Task goal>
Set down each line of the data exactly, but not the pictures.

Saved data entries:
★ ★ ★
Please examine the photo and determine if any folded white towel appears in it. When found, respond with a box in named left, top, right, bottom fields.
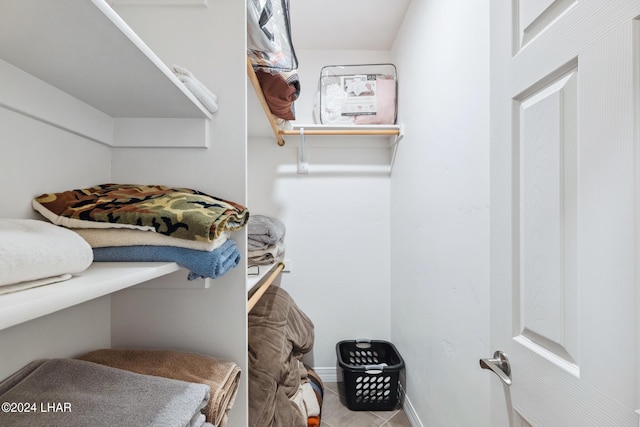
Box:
left=301, top=381, right=320, bottom=417
left=248, top=240, right=285, bottom=265
left=73, top=228, right=229, bottom=252
left=172, top=64, right=194, bottom=78
left=177, top=75, right=219, bottom=113
left=173, top=65, right=219, bottom=113
left=0, top=219, right=93, bottom=287
left=173, top=65, right=215, bottom=99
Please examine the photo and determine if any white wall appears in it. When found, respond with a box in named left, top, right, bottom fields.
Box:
left=390, top=0, right=491, bottom=426
left=248, top=49, right=394, bottom=371
left=0, top=89, right=113, bottom=378
left=248, top=4, right=492, bottom=423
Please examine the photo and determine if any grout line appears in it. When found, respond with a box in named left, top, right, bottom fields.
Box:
left=322, top=382, right=409, bottom=427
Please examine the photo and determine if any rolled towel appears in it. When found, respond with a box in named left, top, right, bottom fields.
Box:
left=177, top=74, right=219, bottom=113
left=79, top=349, right=241, bottom=427
left=0, top=219, right=93, bottom=288
left=172, top=64, right=217, bottom=101
left=173, top=65, right=219, bottom=113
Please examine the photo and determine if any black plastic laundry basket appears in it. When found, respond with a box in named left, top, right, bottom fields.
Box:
left=336, top=339, right=405, bottom=411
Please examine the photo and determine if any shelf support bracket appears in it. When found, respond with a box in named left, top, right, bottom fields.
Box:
left=297, top=127, right=309, bottom=174
left=389, top=124, right=404, bottom=172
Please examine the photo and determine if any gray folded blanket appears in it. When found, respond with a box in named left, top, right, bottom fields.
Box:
left=248, top=215, right=286, bottom=251
left=0, top=358, right=212, bottom=427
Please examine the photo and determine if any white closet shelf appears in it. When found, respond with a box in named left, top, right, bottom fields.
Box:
left=0, top=0, right=211, bottom=147
left=0, top=262, right=180, bottom=332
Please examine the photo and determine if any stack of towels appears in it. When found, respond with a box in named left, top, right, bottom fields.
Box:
left=247, top=215, right=286, bottom=267
left=0, top=219, right=93, bottom=294
left=78, top=349, right=241, bottom=427
left=0, top=349, right=241, bottom=427
left=32, top=183, right=250, bottom=281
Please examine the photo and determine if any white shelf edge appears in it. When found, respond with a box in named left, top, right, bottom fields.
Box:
left=108, top=0, right=208, bottom=6
left=0, top=262, right=180, bottom=332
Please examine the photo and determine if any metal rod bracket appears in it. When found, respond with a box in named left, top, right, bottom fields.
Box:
left=297, top=127, right=309, bottom=174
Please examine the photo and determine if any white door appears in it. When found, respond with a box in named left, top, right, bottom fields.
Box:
left=489, top=0, right=640, bottom=425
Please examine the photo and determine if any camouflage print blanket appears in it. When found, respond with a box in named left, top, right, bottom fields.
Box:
left=32, top=183, right=249, bottom=243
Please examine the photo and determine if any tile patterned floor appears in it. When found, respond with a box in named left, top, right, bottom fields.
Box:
left=320, top=382, right=412, bottom=427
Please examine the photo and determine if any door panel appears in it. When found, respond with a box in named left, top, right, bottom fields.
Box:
left=513, top=411, right=534, bottom=427
left=515, top=67, right=579, bottom=372
left=490, top=0, right=640, bottom=425
left=516, top=0, right=577, bottom=50
left=577, top=20, right=637, bottom=405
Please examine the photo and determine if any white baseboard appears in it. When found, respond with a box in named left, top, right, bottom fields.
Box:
left=312, top=366, right=340, bottom=383
left=313, top=366, right=423, bottom=427
left=401, top=392, right=424, bottom=427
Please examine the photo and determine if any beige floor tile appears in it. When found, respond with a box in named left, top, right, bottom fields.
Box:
left=336, top=410, right=388, bottom=426
left=383, top=410, right=413, bottom=427
left=370, top=408, right=400, bottom=422
left=320, top=382, right=410, bottom=427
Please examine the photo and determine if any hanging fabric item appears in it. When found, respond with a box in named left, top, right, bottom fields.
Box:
left=247, top=0, right=298, bottom=72
left=255, top=69, right=300, bottom=120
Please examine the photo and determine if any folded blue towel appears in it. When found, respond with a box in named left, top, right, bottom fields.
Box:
left=93, top=239, right=241, bottom=280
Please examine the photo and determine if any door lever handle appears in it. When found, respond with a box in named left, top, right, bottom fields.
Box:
left=479, top=350, right=512, bottom=386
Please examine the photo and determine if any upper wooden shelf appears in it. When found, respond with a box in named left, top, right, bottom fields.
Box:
left=246, top=58, right=402, bottom=147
★ ★ ★
Output for this exercise>
Please examine the photo and determine if any folded white towel appears in it. When found, respond with a box in named left, top, right, bottom fields.
Box:
left=301, top=381, right=320, bottom=417
left=248, top=240, right=285, bottom=265
left=73, top=228, right=229, bottom=252
left=172, top=64, right=194, bottom=78
left=177, top=75, right=219, bottom=113
left=173, top=65, right=219, bottom=113
left=0, top=219, right=93, bottom=287
left=173, top=65, right=215, bottom=99
Please examine the photo and determine if any white wall appears in it. When found, respond with a box in named left, top, right, bottom fields.
Box:
left=390, top=0, right=491, bottom=426
left=248, top=49, right=394, bottom=371
left=0, top=89, right=113, bottom=378
left=248, top=4, right=492, bottom=423
Please examine the photo and determine if any grout line appears in it. When found, respond with a box in named left, top, right, bottom fields.
Box:
left=322, top=382, right=409, bottom=427
Please examine the photo and determine if any rolled towel appears in it. When found, respond with a box in named left, top, right, bottom fields.
Box:
left=177, top=74, right=219, bottom=113
left=79, top=349, right=241, bottom=427
left=0, top=219, right=93, bottom=288
left=172, top=64, right=217, bottom=101
left=173, top=65, right=219, bottom=113
Please examine the photo and determine if any black plastic laundry basket appears in it. When found, respond with a box in named left, top, right, bottom fields.
Box:
left=336, top=339, right=405, bottom=411
Please examine the photo and determine if any shelf support bracket appears in it. When found, respond with a box in named left, top, right, bottom fields.
Box:
left=297, top=127, right=309, bottom=174
left=389, top=124, right=404, bottom=172
Please examine the photo and determine if any gray folded blanket appears in it. When found, respond with a box in named left, top, right, bottom fields.
Box:
left=248, top=215, right=286, bottom=251
left=0, top=358, right=212, bottom=427
Please examine the photo and determine if any white closet shelf appears in it. When found, respond with a box in named left, top, right, bottom fields.
Box:
left=0, top=0, right=211, bottom=147
left=0, top=262, right=180, bottom=332
Please examine the photo and determine if any stack of towels appears in it. When found, respond with a box in named left, top, right, bottom fields.
Box:
left=247, top=215, right=286, bottom=267
left=0, top=219, right=93, bottom=294
left=78, top=349, right=241, bottom=427
left=0, top=349, right=241, bottom=427
left=32, top=183, right=250, bottom=281
Please examine the photo and determine if any white shelf edge appears in it. When found, respond with a box in named left, top, right, bottom fields.
Box:
left=108, top=0, right=208, bottom=6
left=0, top=262, right=180, bottom=332
Please examine the photo and determine if any metal rod bracket appears in it. When found, respond with a box in named left, top, right, bottom fields.
Box:
left=297, top=127, right=309, bottom=174
Please examine the photo and determine if any white door appears in it. When found, respond with a box in named left, top, right, bottom fields.
Box:
left=489, top=0, right=640, bottom=425
Please examine the photo and determine if any camouflage print blanket appears in it. When found, respond with a box in named left, top, right, bottom fields.
Box:
left=32, top=183, right=249, bottom=243
Please examine the photo and determine if any tile patterned floor appears in it. When found, respond with a box in named left, top, right, bottom fields.
Box:
left=320, top=382, right=412, bottom=427
Please examine the photo and determine if any door panel appears in it. When found, respond with a box in named left, top, right, bottom fields.
Box:
left=513, top=411, right=534, bottom=427
left=515, top=67, right=579, bottom=372
left=490, top=0, right=640, bottom=425
left=516, top=0, right=577, bottom=50
left=577, top=20, right=637, bottom=405
Please examine the photo and determine if any white baseboard appears in it. When found, respond with a box in named left, top, right, bottom fields.
Box:
left=312, top=366, right=340, bottom=383
left=313, top=366, right=423, bottom=427
left=401, top=392, right=424, bottom=427
Please examine the photo and determine if any beige floor tile appears in it. When found, respond with a box in named left, top, right, bottom fields.
Box:
left=336, top=410, right=388, bottom=426
left=383, top=410, right=413, bottom=427
left=370, top=408, right=400, bottom=422
left=320, top=382, right=410, bottom=427
Please examine the photo and determine if any hanging fabric item appears in it. When found, respond with a box in named left, top, right, bottom fields.
Box:
left=247, top=0, right=298, bottom=72
left=255, top=69, right=300, bottom=120
Please examine the photo and determine if any folded blue towel appears in it. When found, respond with a box in named left, top, right, bottom fields.
Box:
left=93, top=239, right=241, bottom=280
Please examine the photo and determine if any door lever handle appears in it. When found, respond with a box in named left, top, right, bottom fields.
Box:
left=479, top=350, right=512, bottom=386
Please examine the photo and determine if any upper wooden shelf appears in it. When found, respond with a box in named left, top, right, bottom fields.
Box:
left=246, top=58, right=402, bottom=147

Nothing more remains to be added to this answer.